— BEGIN Data section —
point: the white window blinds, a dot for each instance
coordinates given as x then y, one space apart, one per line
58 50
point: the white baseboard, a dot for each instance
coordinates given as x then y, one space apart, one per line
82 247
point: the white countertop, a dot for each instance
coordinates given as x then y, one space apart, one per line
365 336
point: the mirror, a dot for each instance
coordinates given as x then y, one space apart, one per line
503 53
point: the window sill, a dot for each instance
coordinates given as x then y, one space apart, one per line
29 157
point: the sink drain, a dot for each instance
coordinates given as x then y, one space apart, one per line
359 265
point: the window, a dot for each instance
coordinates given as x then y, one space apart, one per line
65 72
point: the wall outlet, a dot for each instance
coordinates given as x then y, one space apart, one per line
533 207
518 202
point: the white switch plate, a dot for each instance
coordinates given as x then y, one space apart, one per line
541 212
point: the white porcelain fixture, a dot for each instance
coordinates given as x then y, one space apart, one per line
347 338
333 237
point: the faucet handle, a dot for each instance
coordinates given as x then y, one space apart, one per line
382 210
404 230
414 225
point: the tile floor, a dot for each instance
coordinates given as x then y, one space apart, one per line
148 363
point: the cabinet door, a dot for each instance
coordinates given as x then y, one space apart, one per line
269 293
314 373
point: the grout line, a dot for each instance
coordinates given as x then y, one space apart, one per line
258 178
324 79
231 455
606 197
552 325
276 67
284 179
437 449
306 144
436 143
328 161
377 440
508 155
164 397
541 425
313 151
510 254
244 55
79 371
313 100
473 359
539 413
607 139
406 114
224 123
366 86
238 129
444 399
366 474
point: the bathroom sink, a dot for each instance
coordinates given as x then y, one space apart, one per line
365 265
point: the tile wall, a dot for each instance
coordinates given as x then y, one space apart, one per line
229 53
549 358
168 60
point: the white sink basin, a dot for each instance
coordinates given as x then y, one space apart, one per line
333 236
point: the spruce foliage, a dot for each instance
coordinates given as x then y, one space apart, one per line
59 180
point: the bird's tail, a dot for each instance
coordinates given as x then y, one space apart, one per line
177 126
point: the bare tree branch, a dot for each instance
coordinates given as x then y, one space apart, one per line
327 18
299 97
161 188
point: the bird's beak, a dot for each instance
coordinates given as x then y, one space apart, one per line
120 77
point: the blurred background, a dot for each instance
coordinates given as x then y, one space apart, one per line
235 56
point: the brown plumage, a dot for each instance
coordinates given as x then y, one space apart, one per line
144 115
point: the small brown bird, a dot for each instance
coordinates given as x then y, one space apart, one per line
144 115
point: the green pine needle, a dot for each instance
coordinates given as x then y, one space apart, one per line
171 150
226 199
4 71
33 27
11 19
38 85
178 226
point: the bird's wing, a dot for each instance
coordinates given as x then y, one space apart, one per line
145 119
— END Data section —
— BEGIN Data section —
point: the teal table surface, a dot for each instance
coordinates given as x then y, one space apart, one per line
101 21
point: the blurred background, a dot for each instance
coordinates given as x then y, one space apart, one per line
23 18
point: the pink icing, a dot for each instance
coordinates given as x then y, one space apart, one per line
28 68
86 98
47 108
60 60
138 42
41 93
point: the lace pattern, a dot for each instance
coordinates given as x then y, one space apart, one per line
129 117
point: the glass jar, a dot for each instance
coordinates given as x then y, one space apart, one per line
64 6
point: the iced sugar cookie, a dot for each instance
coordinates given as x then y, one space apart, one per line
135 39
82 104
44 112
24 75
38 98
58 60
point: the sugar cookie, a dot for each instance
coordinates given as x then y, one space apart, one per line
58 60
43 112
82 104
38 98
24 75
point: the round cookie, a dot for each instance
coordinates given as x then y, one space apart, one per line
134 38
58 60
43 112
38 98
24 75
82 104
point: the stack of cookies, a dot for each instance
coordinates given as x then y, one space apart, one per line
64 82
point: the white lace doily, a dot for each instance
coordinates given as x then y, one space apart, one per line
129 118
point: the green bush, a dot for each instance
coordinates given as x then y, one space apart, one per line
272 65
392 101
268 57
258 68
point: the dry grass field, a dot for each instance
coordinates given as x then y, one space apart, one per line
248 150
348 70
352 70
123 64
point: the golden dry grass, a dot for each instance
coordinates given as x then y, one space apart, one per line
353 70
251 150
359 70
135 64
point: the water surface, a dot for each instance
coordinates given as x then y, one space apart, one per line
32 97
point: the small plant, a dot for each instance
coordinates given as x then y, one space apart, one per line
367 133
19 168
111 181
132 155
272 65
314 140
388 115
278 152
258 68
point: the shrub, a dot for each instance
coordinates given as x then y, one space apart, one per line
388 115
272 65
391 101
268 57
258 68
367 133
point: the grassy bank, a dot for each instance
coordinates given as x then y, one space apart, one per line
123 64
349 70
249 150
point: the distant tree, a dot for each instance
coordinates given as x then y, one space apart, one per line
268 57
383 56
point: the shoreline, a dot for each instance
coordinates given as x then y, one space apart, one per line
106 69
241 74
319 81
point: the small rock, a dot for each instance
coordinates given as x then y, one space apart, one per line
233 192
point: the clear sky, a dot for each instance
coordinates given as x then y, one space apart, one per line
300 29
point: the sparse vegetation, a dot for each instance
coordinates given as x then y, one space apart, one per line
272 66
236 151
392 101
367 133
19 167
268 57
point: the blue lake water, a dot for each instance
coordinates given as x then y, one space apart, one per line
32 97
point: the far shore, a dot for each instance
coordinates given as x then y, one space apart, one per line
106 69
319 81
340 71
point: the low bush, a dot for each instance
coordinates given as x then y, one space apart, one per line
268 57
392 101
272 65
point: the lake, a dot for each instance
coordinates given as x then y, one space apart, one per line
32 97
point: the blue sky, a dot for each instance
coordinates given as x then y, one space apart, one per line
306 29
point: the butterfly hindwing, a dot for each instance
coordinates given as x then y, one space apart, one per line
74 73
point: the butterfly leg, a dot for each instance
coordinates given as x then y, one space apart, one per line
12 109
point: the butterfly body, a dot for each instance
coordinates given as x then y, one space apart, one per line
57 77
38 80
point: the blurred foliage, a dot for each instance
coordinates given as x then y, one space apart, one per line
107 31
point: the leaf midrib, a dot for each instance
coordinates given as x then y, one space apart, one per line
— END Data section —
— BEGIN Data section —
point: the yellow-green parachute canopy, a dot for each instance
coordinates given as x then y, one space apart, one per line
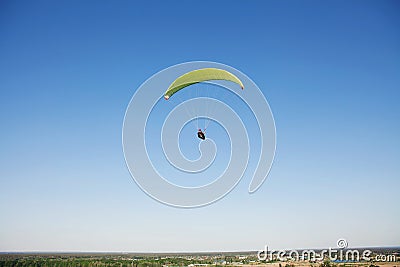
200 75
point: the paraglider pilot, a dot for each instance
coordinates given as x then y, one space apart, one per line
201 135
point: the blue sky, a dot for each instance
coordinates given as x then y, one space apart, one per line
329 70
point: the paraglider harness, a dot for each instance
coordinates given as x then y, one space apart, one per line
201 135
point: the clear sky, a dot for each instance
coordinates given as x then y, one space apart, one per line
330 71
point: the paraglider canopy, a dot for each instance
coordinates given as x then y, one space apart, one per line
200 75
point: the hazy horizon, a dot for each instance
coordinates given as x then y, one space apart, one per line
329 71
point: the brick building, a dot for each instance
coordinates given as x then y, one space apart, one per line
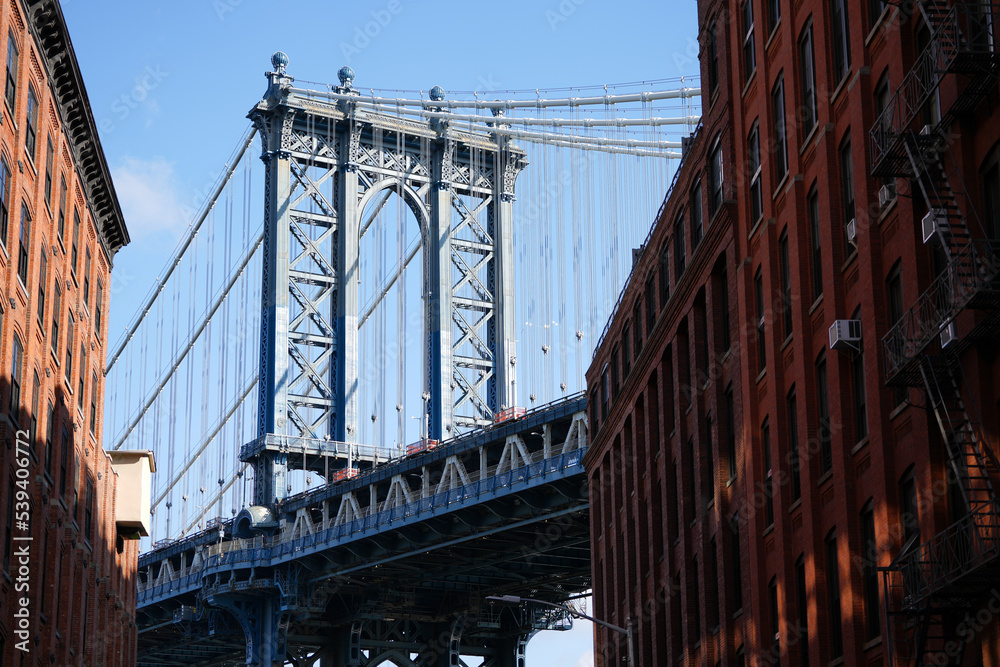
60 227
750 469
— END Data section —
* **Work to do**: Report each line of the material above that contains the word "bush", copying every such line in full.

* **Written answer**:
point: the green bush, a dot for each instance
point: the low bush, a dot for each instance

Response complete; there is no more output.